— MATERIAL TO PROCESS —
┄┄┄┄┄┄┄┄┄┄┄┄┄┄┄┄┄┄┄┄
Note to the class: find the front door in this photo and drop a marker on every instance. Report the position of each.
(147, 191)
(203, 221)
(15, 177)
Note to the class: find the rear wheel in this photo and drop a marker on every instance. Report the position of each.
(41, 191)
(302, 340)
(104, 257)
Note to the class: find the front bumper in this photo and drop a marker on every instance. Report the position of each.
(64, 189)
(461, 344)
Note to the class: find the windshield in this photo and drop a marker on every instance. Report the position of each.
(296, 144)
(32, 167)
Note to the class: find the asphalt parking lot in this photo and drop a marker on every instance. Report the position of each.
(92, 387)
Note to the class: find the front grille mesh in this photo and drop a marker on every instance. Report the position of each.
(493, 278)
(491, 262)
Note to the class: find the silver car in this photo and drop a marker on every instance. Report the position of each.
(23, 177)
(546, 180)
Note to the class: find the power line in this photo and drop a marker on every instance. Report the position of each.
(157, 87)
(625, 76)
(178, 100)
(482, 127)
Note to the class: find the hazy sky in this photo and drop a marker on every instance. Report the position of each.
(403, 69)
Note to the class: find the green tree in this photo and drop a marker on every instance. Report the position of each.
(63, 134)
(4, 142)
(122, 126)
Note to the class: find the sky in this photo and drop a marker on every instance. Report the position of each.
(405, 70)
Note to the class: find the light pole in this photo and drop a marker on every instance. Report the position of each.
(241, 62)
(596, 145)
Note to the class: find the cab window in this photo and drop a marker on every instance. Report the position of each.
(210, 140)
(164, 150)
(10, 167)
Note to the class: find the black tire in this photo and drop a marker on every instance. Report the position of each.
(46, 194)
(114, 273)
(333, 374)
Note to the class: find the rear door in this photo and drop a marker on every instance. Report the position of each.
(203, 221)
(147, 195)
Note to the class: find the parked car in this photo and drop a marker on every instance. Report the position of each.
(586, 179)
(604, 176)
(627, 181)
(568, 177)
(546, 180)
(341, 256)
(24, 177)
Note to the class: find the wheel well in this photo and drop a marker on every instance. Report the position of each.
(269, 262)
┄┄┄┄┄┄┄┄┄┄┄┄┄┄┄┄┄┄┄┄
— SET TASK —
Reproduce the material from the line containing "Note to the class: find the black" up to and including the last line, with "drop a marker" changed to "place a pin" and nothing else altered.

— RESPONSE TO THE TASK —
Note to the class: find the black tire in this photo and place a pin on every instance. Report the position of each.
(46, 194)
(114, 273)
(333, 374)
Note to the class: find the rear door in this photo and place a pin on every instance. Report the position of each.
(203, 221)
(147, 195)
Note to the class: find the parked car in this photo and place a pin on every instance. Report the position of each.
(586, 179)
(604, 176)
(627, 181)
(568, 177)
(546, 180)
(341, 256)
(24, 177)
Note to the class: find the wheel well in this photo and place a pin on every instance. Report the position of each.
(269, 262)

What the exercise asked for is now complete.